- EXERCISE PROMPT:
List every line of the items below that contains the string "sock", treating uppercase and lowercase letters as different.

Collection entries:
..........

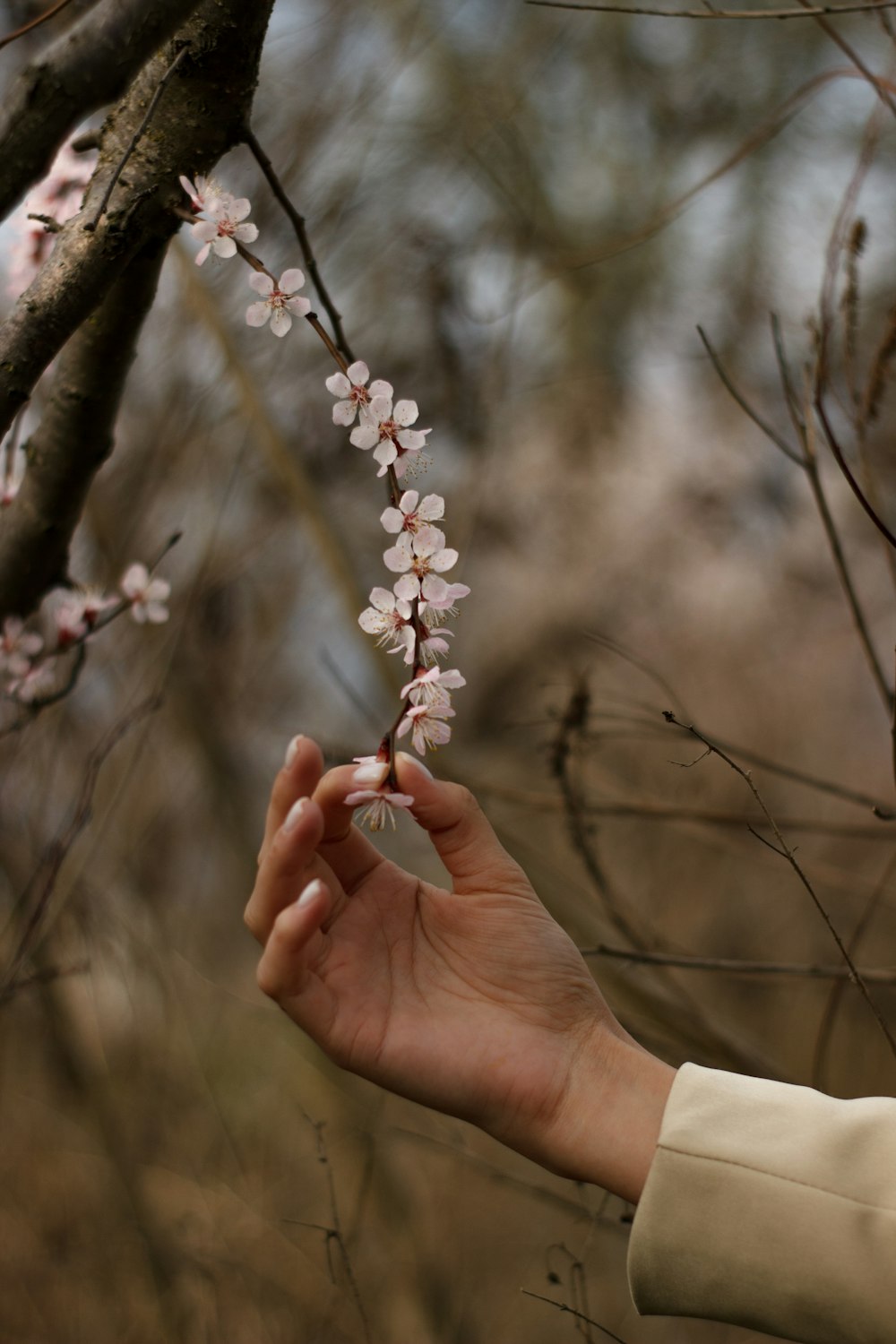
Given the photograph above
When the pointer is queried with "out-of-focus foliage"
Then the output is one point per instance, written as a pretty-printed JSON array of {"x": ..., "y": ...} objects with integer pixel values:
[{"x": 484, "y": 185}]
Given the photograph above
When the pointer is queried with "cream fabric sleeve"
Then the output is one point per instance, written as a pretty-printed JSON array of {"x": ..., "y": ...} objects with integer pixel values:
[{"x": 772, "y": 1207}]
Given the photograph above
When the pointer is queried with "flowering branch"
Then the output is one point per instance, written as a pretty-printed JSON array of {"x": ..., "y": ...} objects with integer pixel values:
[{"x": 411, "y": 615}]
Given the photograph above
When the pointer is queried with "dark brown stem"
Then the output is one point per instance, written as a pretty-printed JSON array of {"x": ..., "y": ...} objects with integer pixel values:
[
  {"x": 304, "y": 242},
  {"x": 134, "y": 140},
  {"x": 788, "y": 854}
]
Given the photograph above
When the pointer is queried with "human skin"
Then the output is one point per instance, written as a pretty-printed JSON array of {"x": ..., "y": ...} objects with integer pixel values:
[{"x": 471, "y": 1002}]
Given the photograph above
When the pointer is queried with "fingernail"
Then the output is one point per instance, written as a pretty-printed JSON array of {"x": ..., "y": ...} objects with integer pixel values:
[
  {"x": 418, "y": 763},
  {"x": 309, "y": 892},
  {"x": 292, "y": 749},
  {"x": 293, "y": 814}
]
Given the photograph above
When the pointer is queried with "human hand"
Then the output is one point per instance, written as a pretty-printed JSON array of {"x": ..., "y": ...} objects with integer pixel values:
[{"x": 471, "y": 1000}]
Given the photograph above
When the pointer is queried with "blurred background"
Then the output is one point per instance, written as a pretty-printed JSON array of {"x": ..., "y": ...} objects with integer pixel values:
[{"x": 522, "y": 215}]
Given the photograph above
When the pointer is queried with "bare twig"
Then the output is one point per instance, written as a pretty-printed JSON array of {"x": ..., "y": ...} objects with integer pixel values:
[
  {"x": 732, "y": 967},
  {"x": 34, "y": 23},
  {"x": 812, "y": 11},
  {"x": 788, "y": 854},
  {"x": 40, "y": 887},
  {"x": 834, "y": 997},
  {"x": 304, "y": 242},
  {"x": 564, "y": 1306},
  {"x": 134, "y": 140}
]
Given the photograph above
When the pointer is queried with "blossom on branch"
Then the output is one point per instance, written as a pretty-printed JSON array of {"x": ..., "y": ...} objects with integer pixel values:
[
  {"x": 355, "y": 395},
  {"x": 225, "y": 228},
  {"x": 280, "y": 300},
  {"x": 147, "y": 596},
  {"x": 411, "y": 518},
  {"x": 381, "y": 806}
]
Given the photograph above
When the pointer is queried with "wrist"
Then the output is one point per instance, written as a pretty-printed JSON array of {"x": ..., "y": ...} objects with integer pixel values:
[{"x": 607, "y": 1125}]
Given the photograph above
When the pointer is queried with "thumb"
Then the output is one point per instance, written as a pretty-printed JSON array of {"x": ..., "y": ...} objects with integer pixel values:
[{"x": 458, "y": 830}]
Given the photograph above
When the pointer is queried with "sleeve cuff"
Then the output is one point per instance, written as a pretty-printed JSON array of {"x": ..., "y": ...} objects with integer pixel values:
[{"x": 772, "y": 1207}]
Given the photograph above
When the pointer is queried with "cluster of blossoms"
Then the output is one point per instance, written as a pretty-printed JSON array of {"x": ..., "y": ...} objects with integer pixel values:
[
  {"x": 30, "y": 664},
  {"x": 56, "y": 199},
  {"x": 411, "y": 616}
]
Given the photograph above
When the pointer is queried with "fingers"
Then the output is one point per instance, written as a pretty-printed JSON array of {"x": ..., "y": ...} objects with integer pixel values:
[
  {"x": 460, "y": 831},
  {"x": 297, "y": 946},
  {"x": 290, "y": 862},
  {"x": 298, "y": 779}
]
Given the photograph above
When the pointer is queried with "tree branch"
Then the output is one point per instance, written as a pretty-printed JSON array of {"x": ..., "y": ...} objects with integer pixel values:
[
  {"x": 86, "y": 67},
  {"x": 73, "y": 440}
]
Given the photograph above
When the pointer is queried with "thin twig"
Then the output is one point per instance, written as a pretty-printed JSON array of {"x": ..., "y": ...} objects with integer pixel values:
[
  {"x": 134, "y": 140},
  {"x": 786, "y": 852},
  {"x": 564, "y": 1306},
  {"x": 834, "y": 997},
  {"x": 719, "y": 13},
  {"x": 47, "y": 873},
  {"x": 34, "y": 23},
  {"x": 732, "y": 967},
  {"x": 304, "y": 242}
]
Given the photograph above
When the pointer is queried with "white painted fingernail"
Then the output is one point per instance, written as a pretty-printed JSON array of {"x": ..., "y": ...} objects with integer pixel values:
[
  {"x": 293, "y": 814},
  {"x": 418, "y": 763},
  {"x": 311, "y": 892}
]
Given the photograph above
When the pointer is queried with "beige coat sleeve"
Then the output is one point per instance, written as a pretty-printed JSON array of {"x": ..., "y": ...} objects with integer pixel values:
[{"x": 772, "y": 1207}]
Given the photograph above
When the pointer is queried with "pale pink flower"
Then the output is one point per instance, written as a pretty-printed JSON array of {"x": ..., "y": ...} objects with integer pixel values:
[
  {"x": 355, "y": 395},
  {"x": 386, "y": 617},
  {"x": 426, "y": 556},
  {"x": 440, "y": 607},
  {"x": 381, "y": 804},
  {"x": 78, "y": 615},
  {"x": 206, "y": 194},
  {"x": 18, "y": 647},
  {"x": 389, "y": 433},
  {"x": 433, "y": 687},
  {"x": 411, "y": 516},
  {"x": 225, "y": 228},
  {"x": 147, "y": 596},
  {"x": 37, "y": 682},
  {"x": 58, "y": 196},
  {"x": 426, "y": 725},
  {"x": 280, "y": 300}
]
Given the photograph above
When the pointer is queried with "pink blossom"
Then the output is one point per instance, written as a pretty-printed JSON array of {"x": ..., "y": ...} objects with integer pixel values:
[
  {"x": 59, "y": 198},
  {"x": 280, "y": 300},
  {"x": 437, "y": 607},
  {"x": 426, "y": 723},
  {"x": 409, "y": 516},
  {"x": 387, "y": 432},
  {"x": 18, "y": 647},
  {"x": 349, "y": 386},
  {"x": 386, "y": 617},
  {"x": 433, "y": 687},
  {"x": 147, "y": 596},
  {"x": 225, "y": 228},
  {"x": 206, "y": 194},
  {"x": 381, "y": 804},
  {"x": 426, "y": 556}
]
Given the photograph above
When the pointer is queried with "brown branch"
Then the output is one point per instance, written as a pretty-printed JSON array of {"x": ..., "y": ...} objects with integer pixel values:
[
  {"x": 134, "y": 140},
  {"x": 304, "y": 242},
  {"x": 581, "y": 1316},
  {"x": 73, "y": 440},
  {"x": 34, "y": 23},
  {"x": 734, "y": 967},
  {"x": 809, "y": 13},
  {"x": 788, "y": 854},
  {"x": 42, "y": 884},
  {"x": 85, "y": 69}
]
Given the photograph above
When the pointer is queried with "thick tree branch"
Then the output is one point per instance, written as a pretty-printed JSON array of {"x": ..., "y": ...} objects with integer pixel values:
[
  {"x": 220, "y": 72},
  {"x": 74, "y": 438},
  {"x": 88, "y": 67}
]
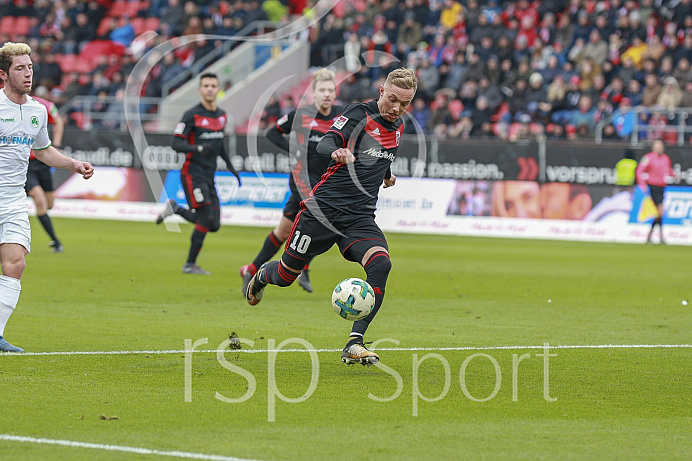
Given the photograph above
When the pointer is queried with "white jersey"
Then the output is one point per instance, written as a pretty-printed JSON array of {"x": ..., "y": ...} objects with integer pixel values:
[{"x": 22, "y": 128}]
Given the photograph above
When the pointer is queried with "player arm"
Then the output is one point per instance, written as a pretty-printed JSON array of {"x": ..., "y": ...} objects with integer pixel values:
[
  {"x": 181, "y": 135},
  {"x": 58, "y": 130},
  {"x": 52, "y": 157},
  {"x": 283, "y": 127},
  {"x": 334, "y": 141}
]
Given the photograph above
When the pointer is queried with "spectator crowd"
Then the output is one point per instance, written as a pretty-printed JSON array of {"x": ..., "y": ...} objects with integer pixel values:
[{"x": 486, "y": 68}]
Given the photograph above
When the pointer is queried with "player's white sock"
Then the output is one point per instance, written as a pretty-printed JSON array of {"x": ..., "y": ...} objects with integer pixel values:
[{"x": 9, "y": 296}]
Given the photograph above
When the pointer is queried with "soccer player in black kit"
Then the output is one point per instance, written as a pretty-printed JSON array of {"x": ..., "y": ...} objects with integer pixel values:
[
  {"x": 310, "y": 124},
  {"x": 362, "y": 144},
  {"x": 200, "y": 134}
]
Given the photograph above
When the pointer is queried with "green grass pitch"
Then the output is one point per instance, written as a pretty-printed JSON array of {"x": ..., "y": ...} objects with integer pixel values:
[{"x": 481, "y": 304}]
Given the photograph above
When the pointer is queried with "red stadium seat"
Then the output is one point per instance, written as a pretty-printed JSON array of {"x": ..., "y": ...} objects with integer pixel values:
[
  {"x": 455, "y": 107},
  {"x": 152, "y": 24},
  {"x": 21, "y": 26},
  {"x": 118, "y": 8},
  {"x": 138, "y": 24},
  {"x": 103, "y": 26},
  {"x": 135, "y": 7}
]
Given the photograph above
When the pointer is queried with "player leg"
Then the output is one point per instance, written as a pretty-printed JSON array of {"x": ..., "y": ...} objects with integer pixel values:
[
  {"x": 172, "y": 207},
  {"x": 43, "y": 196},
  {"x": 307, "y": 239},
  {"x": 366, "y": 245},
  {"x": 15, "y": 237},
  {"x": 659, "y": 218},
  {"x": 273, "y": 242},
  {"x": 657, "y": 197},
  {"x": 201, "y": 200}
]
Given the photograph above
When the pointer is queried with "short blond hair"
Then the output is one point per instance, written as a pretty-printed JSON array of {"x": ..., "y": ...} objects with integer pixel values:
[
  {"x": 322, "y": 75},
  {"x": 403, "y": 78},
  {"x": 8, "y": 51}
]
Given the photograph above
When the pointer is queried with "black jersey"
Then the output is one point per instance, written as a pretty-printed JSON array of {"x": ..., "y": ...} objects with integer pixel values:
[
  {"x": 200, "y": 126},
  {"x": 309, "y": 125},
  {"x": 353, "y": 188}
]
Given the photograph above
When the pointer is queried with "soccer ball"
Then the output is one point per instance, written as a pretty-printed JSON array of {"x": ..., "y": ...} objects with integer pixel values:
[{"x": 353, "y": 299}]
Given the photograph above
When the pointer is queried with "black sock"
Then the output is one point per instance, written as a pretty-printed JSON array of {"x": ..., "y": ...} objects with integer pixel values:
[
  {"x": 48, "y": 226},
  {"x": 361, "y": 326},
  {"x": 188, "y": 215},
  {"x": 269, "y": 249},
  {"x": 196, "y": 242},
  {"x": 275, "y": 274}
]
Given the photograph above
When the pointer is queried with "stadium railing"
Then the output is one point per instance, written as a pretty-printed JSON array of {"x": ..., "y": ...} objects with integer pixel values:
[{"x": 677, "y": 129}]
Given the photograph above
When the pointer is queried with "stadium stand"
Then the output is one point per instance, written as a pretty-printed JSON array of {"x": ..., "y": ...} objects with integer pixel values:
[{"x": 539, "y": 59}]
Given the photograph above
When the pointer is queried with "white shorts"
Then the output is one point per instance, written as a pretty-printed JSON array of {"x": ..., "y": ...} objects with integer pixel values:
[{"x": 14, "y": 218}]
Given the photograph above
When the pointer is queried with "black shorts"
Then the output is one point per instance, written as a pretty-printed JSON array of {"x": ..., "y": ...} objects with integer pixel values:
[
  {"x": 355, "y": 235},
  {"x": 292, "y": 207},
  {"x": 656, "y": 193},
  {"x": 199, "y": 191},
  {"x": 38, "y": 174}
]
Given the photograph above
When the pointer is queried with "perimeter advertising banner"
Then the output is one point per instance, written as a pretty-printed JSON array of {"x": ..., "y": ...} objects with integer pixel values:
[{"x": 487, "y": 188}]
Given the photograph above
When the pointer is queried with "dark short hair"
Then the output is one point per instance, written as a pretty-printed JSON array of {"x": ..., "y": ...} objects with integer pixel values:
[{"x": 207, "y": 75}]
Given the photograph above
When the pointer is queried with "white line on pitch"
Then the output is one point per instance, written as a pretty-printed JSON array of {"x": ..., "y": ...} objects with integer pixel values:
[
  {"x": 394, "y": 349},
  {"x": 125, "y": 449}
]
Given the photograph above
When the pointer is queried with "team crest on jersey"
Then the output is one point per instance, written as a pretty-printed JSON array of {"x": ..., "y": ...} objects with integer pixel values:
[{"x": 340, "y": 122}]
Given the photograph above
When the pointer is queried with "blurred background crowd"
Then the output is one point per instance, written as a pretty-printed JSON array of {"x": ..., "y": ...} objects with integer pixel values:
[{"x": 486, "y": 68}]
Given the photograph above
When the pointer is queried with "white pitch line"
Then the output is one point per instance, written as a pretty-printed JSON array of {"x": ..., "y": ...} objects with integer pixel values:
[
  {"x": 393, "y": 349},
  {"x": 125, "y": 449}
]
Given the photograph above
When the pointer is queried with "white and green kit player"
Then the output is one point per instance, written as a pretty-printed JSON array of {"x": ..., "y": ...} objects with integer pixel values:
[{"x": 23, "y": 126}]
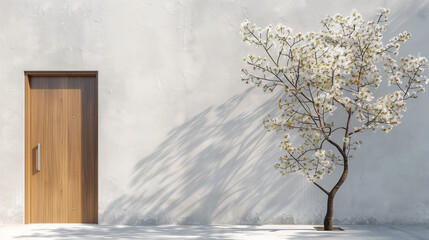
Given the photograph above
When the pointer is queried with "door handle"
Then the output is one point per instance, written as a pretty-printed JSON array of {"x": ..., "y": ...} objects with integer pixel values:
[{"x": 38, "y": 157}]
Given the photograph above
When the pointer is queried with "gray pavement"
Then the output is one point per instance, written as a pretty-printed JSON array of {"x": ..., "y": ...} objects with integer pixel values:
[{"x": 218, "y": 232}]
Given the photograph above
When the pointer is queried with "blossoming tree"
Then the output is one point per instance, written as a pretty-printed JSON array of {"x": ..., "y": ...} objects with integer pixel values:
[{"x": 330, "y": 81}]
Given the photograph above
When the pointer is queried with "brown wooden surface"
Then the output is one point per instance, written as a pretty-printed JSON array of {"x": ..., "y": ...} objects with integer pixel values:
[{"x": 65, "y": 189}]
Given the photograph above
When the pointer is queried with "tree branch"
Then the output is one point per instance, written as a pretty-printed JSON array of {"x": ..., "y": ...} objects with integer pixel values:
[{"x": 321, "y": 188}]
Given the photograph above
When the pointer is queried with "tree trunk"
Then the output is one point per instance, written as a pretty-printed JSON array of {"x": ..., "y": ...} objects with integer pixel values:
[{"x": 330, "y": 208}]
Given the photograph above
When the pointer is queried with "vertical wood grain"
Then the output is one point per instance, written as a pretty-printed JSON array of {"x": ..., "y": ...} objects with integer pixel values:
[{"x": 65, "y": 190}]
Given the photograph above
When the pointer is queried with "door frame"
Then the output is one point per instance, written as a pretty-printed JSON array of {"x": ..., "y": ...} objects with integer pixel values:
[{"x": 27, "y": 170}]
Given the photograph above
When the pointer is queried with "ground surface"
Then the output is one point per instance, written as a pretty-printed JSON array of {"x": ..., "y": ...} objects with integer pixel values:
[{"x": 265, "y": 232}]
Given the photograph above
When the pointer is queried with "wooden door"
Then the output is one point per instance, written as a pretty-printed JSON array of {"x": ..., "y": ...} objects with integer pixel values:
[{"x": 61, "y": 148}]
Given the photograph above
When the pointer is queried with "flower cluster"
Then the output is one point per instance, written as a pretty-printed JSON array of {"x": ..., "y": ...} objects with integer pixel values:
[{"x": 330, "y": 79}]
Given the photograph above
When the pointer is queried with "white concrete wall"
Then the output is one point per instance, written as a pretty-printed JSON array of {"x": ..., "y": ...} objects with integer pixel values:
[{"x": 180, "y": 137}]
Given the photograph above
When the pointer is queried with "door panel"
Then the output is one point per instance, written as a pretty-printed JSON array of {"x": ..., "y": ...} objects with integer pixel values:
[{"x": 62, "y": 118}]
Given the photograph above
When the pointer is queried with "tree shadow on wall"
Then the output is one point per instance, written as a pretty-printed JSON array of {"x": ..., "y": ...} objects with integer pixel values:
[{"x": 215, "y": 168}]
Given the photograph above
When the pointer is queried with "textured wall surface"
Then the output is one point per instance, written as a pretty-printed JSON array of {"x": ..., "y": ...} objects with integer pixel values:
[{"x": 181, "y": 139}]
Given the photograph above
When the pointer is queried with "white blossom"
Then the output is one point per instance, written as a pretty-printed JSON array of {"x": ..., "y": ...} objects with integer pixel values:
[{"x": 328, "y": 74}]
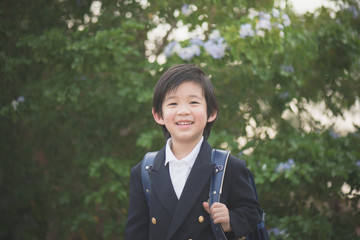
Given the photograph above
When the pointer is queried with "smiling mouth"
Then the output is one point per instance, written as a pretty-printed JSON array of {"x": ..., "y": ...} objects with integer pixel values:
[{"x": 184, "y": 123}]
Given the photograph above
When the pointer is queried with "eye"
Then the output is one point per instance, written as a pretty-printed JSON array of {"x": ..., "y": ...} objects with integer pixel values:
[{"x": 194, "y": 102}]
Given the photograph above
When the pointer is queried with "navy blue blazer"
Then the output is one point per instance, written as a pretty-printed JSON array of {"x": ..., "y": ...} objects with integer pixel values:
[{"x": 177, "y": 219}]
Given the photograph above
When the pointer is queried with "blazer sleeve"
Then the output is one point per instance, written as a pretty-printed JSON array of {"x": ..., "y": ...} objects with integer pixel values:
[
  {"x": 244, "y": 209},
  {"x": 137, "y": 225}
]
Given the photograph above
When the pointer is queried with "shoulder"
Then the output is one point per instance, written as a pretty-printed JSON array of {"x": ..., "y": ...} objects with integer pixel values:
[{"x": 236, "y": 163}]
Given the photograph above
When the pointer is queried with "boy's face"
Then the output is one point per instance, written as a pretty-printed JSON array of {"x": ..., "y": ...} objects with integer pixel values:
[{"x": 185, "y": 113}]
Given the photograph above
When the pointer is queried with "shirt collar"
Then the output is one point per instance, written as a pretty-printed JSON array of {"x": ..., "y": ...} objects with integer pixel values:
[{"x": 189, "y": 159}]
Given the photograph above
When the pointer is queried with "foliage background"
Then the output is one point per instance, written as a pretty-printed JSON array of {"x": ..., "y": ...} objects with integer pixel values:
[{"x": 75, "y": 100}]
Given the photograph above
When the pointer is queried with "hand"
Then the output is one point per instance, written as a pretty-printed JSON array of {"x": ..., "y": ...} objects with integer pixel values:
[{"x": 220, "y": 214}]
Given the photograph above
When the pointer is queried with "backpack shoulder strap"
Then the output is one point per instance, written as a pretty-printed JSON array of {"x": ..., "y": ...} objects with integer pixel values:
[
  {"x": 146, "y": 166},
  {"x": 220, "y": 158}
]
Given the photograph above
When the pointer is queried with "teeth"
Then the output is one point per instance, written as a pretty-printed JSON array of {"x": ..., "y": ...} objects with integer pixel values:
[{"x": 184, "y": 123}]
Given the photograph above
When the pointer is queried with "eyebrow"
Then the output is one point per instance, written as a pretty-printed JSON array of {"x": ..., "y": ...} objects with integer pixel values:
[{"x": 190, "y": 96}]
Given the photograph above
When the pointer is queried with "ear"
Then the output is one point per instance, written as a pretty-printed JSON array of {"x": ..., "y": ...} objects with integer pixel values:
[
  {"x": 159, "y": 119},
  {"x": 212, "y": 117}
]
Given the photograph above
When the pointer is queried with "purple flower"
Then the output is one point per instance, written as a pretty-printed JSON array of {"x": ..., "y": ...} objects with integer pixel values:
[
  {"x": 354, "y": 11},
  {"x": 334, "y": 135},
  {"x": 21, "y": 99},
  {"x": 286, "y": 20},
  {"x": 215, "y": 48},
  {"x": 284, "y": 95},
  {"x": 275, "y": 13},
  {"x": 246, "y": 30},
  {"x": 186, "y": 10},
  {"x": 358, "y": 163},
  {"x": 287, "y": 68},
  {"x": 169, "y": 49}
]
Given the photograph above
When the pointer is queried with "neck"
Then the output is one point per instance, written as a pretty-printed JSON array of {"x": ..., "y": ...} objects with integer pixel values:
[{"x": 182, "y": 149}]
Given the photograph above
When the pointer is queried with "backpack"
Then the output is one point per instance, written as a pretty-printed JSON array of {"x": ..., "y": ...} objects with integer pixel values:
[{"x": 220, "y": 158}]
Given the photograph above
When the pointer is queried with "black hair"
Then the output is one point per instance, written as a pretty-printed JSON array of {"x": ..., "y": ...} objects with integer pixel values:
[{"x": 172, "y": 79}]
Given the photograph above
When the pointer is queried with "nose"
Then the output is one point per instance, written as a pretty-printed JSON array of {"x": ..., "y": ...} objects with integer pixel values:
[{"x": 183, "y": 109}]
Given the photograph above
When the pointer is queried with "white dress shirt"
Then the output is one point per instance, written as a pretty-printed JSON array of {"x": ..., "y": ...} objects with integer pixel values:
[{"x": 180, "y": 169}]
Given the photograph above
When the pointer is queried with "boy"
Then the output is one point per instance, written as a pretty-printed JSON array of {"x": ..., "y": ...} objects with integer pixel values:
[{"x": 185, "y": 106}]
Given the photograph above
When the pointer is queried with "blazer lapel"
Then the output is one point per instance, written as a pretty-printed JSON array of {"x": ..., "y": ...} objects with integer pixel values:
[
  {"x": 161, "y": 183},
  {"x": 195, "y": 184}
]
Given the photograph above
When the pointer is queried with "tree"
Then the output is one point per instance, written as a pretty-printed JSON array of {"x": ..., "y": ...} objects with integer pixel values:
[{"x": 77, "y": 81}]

..........

- WRITTEN SOLUTION:
When the pointer is queried with "player's white sock"
When the pointer is queried with "black sock"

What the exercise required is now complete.